◆ What this task involves ◆
Rewrite only the lines below from the line with "Reviewer note. Check that each instance of the red stripe" to the line with "49), (1217, 118)]", including both of those lines, and shift every coordinate in their answers by adding 72 to it. Keep all other wording in those lines unchanged.

══ Records to process ══

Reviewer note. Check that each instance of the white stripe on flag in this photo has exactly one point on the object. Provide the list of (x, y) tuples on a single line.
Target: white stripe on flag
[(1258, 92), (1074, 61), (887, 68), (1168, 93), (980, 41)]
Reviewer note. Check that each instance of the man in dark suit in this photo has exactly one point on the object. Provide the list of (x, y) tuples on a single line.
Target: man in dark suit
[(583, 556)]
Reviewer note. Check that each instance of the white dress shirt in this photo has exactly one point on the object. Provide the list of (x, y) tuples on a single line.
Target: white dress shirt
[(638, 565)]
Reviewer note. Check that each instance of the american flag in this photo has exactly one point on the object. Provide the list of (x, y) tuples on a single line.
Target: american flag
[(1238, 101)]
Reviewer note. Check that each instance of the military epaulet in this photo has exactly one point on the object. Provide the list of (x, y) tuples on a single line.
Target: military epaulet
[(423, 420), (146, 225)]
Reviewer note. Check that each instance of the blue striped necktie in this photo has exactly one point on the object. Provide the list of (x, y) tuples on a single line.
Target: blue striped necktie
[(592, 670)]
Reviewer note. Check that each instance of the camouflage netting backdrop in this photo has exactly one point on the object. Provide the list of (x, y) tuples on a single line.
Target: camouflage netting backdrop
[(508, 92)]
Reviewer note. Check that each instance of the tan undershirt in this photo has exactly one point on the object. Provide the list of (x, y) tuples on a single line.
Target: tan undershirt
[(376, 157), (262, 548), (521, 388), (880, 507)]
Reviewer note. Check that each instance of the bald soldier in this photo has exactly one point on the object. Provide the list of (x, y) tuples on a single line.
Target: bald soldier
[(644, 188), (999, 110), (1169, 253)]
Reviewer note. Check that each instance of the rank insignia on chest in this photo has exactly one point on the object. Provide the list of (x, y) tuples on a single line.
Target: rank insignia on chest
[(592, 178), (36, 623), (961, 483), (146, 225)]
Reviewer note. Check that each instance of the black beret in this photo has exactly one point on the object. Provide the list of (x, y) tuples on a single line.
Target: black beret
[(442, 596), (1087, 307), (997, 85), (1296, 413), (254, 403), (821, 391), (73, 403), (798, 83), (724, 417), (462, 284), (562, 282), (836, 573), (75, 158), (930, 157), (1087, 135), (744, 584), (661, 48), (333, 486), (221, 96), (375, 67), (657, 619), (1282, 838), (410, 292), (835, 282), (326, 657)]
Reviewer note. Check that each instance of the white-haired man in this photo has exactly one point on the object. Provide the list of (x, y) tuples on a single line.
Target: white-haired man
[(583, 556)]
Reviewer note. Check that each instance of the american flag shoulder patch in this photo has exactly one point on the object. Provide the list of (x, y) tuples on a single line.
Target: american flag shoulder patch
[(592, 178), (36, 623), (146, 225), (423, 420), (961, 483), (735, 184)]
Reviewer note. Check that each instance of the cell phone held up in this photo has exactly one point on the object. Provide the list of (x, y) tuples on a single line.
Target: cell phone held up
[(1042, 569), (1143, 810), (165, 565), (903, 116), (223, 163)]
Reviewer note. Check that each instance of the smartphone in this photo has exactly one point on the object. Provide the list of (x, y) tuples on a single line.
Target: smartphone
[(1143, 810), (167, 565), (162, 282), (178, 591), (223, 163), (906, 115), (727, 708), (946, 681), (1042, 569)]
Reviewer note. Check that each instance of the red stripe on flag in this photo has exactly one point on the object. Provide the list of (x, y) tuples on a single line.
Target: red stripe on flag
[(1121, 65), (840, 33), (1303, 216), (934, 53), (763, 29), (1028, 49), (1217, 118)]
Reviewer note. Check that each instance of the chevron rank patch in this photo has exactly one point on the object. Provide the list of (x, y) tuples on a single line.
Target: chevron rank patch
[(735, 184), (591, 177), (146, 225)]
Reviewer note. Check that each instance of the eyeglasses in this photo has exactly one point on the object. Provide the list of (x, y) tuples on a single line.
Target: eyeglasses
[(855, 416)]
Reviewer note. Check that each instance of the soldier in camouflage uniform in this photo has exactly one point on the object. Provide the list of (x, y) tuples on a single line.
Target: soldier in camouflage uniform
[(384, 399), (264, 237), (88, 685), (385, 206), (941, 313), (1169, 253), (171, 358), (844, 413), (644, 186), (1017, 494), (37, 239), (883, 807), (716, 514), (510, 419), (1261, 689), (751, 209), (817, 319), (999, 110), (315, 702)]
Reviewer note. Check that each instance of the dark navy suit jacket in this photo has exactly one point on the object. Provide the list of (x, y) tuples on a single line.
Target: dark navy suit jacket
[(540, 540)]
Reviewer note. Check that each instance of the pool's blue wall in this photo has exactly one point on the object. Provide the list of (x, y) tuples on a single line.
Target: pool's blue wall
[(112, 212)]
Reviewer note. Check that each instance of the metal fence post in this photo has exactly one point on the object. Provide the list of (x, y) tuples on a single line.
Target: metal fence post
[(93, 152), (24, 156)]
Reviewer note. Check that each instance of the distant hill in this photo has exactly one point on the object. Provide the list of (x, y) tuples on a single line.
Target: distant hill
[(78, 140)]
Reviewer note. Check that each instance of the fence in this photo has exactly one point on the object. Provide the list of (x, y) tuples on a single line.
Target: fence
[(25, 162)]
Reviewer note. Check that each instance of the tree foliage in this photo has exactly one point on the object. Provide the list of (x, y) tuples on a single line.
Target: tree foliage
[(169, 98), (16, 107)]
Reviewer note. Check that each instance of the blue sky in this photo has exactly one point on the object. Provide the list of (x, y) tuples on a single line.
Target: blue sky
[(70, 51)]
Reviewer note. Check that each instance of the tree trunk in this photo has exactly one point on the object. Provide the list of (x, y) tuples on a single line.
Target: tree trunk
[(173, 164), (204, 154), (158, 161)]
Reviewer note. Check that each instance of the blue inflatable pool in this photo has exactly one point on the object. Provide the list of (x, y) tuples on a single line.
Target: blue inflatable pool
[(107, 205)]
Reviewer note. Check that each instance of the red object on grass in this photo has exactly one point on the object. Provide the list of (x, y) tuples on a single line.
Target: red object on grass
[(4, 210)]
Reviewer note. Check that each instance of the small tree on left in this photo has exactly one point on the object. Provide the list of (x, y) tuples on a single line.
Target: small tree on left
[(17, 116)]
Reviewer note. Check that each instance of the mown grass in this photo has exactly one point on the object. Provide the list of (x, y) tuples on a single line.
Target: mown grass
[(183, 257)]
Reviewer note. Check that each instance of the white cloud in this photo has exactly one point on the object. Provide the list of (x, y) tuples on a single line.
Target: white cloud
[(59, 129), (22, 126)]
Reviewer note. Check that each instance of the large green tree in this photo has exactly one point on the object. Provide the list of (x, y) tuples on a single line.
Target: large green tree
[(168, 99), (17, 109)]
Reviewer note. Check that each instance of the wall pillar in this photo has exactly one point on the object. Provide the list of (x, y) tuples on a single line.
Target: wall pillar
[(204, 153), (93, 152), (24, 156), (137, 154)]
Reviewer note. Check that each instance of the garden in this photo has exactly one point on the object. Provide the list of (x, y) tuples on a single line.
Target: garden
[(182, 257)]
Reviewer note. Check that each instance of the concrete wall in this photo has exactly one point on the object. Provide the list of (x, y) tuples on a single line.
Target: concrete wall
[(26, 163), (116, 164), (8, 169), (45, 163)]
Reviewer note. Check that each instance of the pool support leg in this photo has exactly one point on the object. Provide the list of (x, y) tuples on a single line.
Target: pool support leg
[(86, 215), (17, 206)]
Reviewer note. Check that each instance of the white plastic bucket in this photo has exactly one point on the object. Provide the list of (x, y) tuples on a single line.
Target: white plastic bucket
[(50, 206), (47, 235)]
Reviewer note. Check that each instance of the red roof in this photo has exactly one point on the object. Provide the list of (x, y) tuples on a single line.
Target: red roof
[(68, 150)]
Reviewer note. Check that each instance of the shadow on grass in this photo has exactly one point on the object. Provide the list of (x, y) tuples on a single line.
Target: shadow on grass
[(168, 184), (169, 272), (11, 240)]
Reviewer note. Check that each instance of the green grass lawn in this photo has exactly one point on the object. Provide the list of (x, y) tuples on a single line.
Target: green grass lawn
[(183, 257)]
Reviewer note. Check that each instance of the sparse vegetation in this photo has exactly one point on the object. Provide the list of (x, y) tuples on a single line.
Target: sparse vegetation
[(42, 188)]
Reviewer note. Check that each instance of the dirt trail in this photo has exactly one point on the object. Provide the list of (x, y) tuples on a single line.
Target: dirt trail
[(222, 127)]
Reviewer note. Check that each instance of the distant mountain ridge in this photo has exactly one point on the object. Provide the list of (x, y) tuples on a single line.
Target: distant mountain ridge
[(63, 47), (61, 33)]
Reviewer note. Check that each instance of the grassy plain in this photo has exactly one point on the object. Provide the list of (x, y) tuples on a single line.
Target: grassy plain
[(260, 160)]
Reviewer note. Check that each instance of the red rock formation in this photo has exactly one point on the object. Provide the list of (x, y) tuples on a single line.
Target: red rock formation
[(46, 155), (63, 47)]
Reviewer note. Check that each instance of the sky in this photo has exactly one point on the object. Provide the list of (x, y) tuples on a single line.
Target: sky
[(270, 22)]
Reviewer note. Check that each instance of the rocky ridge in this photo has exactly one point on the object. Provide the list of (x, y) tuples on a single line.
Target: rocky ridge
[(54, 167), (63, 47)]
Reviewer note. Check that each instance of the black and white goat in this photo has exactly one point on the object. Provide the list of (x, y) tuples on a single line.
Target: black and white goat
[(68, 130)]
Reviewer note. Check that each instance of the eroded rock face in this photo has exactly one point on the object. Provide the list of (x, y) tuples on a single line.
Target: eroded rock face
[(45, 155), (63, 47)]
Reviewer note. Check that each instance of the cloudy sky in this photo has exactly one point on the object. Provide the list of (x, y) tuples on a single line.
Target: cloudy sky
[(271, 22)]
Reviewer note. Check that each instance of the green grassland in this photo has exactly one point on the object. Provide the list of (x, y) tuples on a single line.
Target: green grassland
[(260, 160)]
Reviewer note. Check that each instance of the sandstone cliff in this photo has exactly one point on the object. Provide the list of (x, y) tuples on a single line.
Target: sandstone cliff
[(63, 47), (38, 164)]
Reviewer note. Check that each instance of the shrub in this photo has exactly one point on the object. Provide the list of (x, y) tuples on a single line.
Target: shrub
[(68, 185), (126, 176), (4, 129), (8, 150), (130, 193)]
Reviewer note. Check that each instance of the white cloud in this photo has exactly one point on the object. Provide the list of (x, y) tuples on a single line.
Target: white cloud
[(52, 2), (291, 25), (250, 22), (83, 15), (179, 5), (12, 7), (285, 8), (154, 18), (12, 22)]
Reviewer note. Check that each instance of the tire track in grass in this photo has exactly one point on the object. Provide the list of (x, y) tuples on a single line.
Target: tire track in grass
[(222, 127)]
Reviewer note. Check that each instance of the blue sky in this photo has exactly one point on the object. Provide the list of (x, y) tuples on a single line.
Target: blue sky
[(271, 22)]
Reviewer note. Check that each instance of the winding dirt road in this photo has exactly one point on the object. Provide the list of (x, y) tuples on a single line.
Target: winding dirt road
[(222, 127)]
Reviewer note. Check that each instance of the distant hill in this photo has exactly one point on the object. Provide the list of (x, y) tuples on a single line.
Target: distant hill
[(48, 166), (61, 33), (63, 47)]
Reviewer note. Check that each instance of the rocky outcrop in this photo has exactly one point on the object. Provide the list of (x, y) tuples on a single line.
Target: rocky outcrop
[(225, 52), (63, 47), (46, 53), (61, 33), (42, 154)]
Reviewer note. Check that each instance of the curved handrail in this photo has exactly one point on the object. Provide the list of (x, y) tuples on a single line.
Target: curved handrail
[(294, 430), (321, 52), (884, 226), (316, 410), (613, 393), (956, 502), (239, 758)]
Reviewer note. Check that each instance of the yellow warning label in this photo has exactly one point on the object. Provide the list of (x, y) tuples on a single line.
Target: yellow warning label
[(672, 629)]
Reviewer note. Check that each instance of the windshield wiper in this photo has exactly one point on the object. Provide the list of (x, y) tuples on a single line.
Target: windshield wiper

═══

◆ Final result ◆
Reviewer note. Check that each instance of the red stripe on flag in this photo has exactly one point on the object. Provide the list of (x, y) tuples on a single line.
Target: red stripe on flag
[(1193, 137), (912, 105), (1375, 288), (1006, 125), (835, 101), (1100, 121), (1289, 190)]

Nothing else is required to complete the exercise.